EXTRACTED RECORDS:
[Start of section]
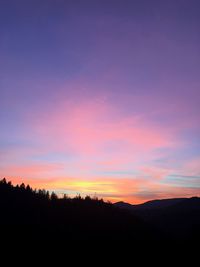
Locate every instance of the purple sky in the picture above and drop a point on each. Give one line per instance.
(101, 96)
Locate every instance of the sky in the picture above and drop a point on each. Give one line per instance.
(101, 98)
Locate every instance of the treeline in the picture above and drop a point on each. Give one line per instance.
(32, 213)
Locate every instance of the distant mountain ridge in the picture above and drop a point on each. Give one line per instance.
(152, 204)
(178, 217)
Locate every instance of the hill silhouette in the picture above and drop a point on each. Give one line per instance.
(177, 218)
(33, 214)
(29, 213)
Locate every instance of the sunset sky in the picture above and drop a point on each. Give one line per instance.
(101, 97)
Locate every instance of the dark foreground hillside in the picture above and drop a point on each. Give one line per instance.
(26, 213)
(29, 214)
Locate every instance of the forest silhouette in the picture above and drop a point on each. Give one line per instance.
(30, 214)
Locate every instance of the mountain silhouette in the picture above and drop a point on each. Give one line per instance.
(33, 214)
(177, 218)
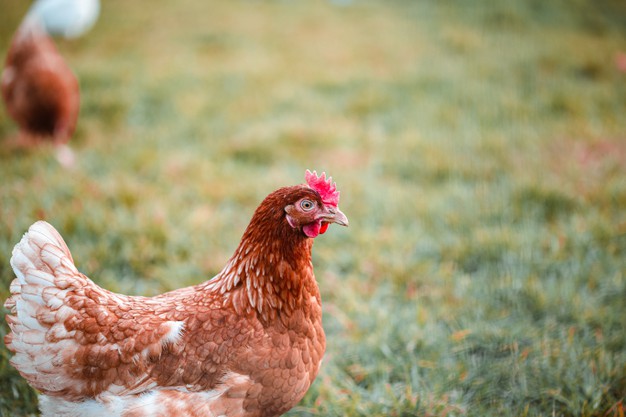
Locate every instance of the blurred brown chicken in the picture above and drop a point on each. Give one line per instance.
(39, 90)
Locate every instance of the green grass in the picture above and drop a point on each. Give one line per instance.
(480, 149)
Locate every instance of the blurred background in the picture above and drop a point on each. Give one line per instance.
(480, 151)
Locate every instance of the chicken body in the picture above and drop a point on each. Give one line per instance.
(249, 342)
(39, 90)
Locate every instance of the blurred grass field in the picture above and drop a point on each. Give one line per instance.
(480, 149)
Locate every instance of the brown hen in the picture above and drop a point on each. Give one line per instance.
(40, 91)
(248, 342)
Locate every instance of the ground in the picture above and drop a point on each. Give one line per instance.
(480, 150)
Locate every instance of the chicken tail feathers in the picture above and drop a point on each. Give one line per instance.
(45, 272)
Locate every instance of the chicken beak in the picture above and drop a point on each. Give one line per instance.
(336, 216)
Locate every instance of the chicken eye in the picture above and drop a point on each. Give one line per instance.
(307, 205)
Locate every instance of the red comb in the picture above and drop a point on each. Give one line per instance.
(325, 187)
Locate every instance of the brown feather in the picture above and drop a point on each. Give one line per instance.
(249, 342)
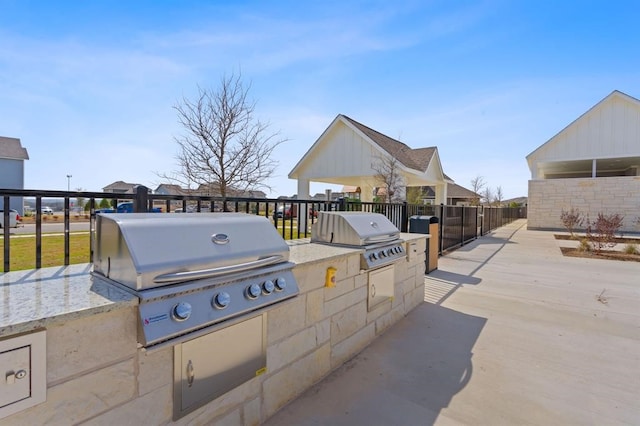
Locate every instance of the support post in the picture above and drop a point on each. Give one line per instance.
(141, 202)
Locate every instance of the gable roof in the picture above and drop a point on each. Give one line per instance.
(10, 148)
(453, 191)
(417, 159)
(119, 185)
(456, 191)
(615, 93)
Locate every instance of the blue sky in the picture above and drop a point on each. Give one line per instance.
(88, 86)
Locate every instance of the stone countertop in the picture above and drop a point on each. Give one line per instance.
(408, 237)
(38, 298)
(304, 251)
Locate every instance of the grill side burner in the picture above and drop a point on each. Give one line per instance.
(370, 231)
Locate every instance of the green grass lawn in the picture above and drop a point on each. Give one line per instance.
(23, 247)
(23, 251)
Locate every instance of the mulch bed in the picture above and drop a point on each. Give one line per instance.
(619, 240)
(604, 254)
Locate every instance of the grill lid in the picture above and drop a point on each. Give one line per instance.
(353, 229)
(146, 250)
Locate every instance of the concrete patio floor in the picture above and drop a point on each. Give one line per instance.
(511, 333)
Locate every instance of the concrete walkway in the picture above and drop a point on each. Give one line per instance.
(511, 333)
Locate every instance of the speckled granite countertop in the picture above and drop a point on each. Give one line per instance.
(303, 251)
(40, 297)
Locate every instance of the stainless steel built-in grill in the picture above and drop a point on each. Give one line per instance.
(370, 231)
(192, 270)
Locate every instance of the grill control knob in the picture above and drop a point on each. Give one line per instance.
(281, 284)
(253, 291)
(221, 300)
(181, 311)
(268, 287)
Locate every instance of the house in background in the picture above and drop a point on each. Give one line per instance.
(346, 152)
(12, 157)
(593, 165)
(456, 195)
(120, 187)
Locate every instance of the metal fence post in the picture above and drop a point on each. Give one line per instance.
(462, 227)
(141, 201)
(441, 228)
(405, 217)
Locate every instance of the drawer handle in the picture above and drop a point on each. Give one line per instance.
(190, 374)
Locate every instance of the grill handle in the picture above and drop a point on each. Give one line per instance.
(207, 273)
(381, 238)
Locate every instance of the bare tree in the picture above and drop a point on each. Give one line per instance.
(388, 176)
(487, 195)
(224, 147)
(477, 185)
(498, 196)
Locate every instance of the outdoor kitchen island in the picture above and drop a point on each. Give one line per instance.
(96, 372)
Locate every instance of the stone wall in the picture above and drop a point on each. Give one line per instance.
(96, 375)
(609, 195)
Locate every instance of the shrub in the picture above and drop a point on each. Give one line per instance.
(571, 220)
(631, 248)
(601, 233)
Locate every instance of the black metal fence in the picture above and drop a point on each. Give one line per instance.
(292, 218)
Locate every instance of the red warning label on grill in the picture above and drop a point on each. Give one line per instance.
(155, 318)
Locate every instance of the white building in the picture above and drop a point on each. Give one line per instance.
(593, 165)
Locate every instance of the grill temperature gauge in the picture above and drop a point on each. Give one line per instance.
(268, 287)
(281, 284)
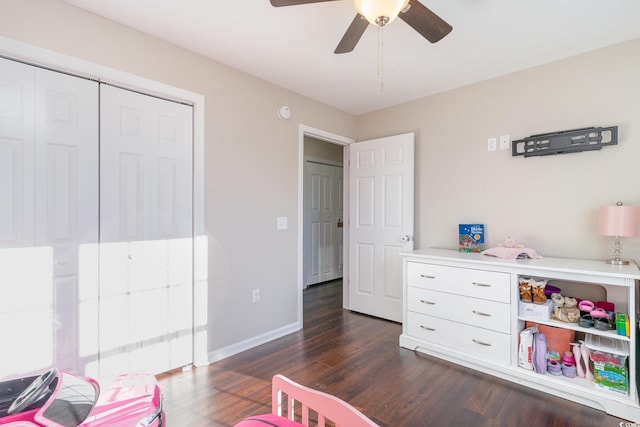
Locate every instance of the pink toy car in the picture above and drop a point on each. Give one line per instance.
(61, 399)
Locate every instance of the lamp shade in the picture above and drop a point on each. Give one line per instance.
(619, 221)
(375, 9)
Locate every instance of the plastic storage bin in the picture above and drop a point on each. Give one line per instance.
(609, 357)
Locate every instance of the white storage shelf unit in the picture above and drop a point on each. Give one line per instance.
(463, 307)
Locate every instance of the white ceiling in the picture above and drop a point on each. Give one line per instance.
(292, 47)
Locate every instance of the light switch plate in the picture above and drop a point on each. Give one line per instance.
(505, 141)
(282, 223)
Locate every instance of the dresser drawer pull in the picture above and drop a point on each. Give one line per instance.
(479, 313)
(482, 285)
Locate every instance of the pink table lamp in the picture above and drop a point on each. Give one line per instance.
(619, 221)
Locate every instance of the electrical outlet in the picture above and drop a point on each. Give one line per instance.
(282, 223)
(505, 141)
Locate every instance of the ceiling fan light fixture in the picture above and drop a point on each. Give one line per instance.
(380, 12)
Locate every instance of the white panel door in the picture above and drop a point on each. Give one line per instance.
[End of section]
WHAT THE EXERCISE ASKS:
Output the data exactly. Pictures don't belong in the result.

ANSWER:
Locate every instance of the purple sky in the picture above and drop a point on each. Give one line per instance.
(101, 96)
Locate every instance of the sky in the picture above and drop a point on each. Give one line per instance.
(101, 98)
Locate every instance of the treeline in the picture above and drop a point on each. Give one line per instance.
(32, 213)
Locate every instance of the distant mountain ridge in the picture above and drop a point on each. Give one line per instance.
(152, 204)
(178, 217)
Locate every instance of the hill silhouette in the picture above and drop a point on each. Give one line per instance.
(177, 218)
(33, 214)
(29, 213)
Locate every instance of the sunset sky in the picture above and drop a point on each. Give one line per instance.
(101, 97)
Locate every instance of the dark foreground hillside in the picture above and drop a point on each. Give one line per instance.
(26, 213)
(29, 214)
Locate every instance of the forest silhouette in the picture above and drop a point on each. Give one line per instance.
(30, 214)
Locate every instance of the mountain silhouette in the picture above and drop a point on each. Give one line per instance.
(33, 214)
(177, 218)
Locate every instance of the blurred brown chicken in the picture above and drop a point on each. Give one line per instance.
(39, 90)
Locate every instance of the green grass in the picture above and drop a point on each. Give one line per instance.
(480, 149)
Locate every instance of the blurred background in the picture above and drop a point on each. Give one line per instance.
(480, 151)
Locate every instance of the chicken body in the picture above and drop a point on each. Give one line per instance.
(249, 342)
(39, 90)
Locate every instance of the blurred grass field in the picture above and drop a point on each. Give one line per instance.
(480, 149)
Locate every instance of the brown hen in the picture above and drop a point on each. Give one line per instance.
(40, 91)
(248, 342)
Locate every instance of the ground in the picture above and drop a point on each. Give one line per instance.
(480, 150)
Locate every instance of the chicken tail feathers in the picture above and drop a point on each. Give one line per instance.
(45, 272)
Locate every instance of the chicken beak in the picture above and drop a point on each. Give one line per instance.
(336, 216)
Locate every instance of the chicken eye in the picture above and drop a point on each. Give one line per instance.
(307, 205)
Locate every instance of the red comb in the picture above and drop a point on each. Give one line per instance.
(325, 187)
Locate every instance of the brown feather in the picture above and drop a point on each. Give one line per instance.
(249, 342)
Locate every instance of the support post in the picture above and drop a point on each. Give one line per instance.
(141, 202)
Locate every instance of the gable roof in the picture above and drop a point on each. Give one line per instance.
(10, 148)
(453, 191)
(417, 159)
(119, 185)
(456, 191)
(615, 93)
Locate every instance of the blue sky in the picture above and drop a point on each. Give one line per instance.
(88, 86)
Locate every instance of the stone countertop in the picture above and drop a point on each. Give one line per instance.
(408, 237)
(38, 298)
(304, 251)
Locate every instance of the grill side burner in the picture above and drop a point on each. Give one line per instance.
(370, 231)
Locate every instance of the green grass lawn in the picture above and drop a point on each. Give one line per instance.
(23, 247)
(23, 251)
Locate every instance of the mulch bed in the picture above and drop a point on each. Give one line per instance.
(619, 240)
(604, 254)
Locate every instance of the grill lid in the picture above and drop a point on each. Give one line per instance.
(353, 229)
(146, 250)
Locate every instance of the concrete patio floor in the picture above and drop a point on each. Give one line per instance.
(511, 333)
Locate every instance of the concrete walkway in the picture above and drop a point on each. Give one line per instance.
(511, 333)
Locate every instance of the speckled granite countertop in the picture above and drop a point on each. Give one line per instance.
(303, 251)
(40, 297)
Locate every instance of the stainless steel built-in grill in the picture above and drop a point on each. Give one line per instance.
(370, 231)
(192, 270)
Locate every instance of the grill control knob in the picture above and drop a point on each. Give one line per instance.
(281, 284)
(253, 291)
(221, 300)
(181, 311)
(268, 287)
Locate every instance of the house in background in the picture above and drop a point on each. Give one line per instance.
(346, 152)
(12, 157)
(593, 165)
(456, 195)
(120, 187)
Locate every instance of the metal fence post in the picture above and drop a point on each. Give one line per instance.
(462, 227)
(141, 201)
(441, 228)
(405, 217)
Locate every instance of the drawer handle in the picture above and drop a point on each. Give one line per instance.
(190, 374)
Locate every instance of the grill handle in the picture above and drop a point on each. Give one line per instance.
(207, 273)
(381, 238)
Locate every instance of the bare tree in the picture above and drop a point on each. Give one line per instance.
(388, 176)
(487, 195)
(224, 147)
(477, 185)
(498, 196)
Locate every instance of the outdoor kitchen island in the picture above and drop a point on each. Give one line per instance.
(96, 372)
Locate every instance of the stone wall in the picture above and drop a point on each. Give one line per instance.
(96, 375)
(609, 195)
Locate every instance of the shrub in the picture above and drop a point on each. Give one line per instance.
(571, 220)
(631, 248)
(601, 233)
Locate every instance of the black metal fence in the picture above and drop a point on each. Give one line per instance.
(292, 218)
Locate every instance of the red warning label on grill in the picture above and drop a point on each. Give one line per instance.
(155, 318)
Locate every instance of the white building in the picture above and drop a point on each. Give one line per instance.
(593, 165)
Locate every instance of the grill temperature gauge in the picture above and drop a point on each. Give one line per instance.
(268, 287)
(281, 284)
Locate every instance of the pink toy car in the picture above and drop a point on each. Give one line per instance.
(61, 399)
Locate every instance of the lamp shade in the picture above and drop a point on each. Give one line per instance.
(619, 221)
(375, 9)
Locate every instance of the plastic storage bin in the picture above and drop a point on each. Give one line per instance.
(609, 357)
Locate every instance of the white storage shelf unit in the picture above and drop a point on each. Give one line per instance.
(463, 307)
Locate every instance of the white ceiling in the picture above and drop a point on each. Give one line per instance.
(292, 47)
Locate every instance of the light switch plate in the picture above and drop a point on each. Give one line per instance.
(505, 141)
(282, 223)
Locate every instance of the dresser drawer pull in the picture above and drop a point on each. Give one line per instance.
(479, 313)
(482, 285)
Locate every instance of the pink table lamp in the picture above and drop a point on each. Give one line per instance.
(619, 221)
Locate every instance of the electrical outlet in the picture above and drop a point on each. Give one line per instance.
(282, 223)
(505, 141)
Locate every instance of the ceiling fan light fixture in the picture above and drop a point on each. Give one line per instance.
(380, 12)
Locate every instance of the white panel door in the picture above and drop a point on each. Give one line per instance.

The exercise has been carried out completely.